Per favore, riscrivi tutte le righe dei record, richieste comprese, partendo dalla riga che contiene "find white window" e proseguendo fino alla fine dei record, estremi inclusi. Moltiplica per 0,95 soltanto le coordinate presenti nelle risposte e arrotonda ciascun valore all'intero, con le metà per eccesso.

___ RECORD FORNITI ___

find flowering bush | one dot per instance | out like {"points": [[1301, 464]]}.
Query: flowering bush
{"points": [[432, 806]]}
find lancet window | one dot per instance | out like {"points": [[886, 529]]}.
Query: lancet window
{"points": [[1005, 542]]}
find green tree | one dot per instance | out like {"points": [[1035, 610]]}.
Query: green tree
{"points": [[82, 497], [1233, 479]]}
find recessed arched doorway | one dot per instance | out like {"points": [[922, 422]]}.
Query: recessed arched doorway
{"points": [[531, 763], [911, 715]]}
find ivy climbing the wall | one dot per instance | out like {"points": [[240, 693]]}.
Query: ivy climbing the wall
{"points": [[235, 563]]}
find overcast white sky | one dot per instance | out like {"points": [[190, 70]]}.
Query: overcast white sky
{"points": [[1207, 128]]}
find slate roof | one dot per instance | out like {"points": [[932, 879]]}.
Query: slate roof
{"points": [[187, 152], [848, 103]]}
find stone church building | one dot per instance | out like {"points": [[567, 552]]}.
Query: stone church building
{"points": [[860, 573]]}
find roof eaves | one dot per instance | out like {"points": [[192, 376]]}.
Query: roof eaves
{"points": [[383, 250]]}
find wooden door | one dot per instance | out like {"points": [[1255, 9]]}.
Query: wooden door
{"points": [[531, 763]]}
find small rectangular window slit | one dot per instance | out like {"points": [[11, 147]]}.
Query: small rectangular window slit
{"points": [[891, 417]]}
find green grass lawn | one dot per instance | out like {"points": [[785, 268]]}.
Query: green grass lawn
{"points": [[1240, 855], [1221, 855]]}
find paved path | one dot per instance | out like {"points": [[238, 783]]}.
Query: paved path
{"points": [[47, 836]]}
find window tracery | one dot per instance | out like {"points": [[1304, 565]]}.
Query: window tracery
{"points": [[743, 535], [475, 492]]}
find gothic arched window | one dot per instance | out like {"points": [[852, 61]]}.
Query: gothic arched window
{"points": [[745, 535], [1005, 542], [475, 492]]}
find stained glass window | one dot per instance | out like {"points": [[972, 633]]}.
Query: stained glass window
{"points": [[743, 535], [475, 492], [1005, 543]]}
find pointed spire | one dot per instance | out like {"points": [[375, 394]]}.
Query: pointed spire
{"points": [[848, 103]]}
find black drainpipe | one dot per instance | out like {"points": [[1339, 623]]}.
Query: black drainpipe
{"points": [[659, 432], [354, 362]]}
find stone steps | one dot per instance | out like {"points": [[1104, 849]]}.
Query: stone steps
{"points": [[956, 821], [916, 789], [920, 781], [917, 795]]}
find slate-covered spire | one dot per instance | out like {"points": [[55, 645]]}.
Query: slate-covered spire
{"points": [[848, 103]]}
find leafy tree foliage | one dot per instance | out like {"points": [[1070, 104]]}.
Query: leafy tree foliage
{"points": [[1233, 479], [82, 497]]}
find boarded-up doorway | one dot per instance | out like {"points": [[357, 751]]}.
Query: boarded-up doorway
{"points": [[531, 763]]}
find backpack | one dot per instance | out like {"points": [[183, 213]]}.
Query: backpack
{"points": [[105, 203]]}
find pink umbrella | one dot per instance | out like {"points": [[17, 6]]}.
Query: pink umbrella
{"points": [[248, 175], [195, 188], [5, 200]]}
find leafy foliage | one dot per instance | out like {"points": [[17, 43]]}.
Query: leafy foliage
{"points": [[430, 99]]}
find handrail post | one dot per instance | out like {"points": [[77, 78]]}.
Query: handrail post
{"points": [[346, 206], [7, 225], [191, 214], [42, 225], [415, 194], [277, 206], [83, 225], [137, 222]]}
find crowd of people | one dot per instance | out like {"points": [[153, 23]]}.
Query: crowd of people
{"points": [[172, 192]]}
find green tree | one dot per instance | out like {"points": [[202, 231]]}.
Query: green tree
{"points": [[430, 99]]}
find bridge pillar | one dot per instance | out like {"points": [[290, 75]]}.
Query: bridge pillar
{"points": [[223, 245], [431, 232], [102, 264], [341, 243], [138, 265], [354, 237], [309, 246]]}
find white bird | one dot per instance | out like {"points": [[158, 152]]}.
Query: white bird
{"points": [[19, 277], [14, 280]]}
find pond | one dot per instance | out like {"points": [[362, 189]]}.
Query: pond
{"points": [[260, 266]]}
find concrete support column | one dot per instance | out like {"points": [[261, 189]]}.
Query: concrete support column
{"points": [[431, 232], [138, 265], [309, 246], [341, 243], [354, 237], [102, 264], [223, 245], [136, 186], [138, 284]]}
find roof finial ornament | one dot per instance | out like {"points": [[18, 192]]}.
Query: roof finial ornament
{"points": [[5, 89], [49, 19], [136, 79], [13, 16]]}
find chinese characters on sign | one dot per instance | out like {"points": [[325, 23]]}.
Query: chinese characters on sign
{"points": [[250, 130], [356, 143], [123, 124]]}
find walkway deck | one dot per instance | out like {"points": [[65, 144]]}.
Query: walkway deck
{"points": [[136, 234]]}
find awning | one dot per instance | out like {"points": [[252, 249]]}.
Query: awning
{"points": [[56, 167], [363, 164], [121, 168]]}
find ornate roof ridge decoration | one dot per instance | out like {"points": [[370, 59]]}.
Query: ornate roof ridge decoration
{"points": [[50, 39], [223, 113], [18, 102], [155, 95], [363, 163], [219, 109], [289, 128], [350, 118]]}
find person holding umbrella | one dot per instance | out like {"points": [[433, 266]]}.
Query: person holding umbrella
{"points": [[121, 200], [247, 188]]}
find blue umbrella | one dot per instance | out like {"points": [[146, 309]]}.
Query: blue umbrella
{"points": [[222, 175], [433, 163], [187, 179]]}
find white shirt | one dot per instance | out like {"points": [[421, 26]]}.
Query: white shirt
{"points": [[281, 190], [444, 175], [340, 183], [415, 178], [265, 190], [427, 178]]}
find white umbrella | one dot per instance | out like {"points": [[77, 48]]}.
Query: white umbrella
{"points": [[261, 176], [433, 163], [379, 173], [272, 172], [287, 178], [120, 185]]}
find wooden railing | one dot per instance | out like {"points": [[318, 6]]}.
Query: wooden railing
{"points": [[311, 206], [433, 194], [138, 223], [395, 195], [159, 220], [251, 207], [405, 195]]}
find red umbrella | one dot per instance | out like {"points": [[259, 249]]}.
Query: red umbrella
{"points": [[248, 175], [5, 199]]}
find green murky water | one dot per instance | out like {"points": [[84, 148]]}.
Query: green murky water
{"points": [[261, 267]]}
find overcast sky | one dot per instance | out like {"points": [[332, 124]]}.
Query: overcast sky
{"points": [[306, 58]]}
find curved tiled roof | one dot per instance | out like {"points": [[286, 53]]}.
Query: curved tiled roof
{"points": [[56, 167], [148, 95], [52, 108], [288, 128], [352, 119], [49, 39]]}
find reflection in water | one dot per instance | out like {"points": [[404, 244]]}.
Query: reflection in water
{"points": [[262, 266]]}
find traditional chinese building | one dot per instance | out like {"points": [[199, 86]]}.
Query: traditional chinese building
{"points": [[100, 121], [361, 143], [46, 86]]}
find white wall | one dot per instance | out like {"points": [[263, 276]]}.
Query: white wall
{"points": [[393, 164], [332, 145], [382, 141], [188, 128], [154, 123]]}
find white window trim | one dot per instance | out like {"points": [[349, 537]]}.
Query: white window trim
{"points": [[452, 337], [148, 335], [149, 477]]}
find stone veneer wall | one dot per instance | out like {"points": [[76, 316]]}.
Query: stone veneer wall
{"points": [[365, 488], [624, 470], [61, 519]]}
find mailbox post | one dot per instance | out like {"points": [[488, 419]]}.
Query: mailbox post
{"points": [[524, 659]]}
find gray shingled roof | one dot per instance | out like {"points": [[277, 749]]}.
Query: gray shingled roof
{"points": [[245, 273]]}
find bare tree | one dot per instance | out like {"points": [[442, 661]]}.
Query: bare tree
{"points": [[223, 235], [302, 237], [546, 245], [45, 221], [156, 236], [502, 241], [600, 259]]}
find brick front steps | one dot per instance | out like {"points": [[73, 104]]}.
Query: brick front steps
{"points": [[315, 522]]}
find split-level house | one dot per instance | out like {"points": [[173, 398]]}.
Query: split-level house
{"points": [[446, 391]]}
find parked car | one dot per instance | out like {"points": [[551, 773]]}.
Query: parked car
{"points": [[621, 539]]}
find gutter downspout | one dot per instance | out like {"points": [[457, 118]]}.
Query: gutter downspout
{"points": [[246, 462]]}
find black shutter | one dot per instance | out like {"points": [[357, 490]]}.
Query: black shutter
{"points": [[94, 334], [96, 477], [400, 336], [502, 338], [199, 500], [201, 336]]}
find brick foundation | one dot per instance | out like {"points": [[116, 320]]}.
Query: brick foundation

___

◆ RISPOSTA COMPLETA ◆
find white window trim | one dot per instance | out like {"points": [[349, 537]]}.
Query: white window trim
{"points": [[429, 320], [141, 318], [142, 453]]}
find stone veneer wall | one dot per instance | out like {"points": [[76, 316]]}.
Query: stone veneer wall
{"points": [[347, 464], [593, 447], [58, 493]]}
find mailbox post | one dot per instance | out like {"points": [[488, 419]]}.
Query: mailbox post
{"points": [[498, 626]]}
find gray shingled roof | one dot per instance | out like {"points": [[277, 749]]}.
Query: gray shingled roof
{"points": [[233, 259]]}
find bare tree | one dot per instance | out like {"points": [[442, 661]]}.
Query: bare tree
{"points": [[212, 223], [287, 225], [519, 233], [43, 210], [148, 224], [477, 229], [570, 246]]}
find brick front steps | one dot per instance | out like {"points": [[73, 104]]}.
Query: brick front steps
{"points": [[299, 496]]}
find split-level house | one dot per instance | out like {"points": [[173, 398]]}.
Query: split-level house
{"points": [[424, 371]]}
find parked car | one dot per instance | out like {"points": [[551, 773]]}.
Query: parked car
{"points": [[590, 512]]}
find gutter downspout | one dot per instance | out like {"points": [[457, 118]]}.
Query: gutter downspout
{"points": [[234, 439]]}
find black shutter | one dot per instance | out like {"points": [[357, 490]]}.
Query: black shutter
{"points": [[89, 317], [91, 453], [380, 319], [477, 321], [189, 475], [191, 319]]}
find brick foundation | one dot per instance | out like {"points": [[116, 320]]}.
Query: brick foundation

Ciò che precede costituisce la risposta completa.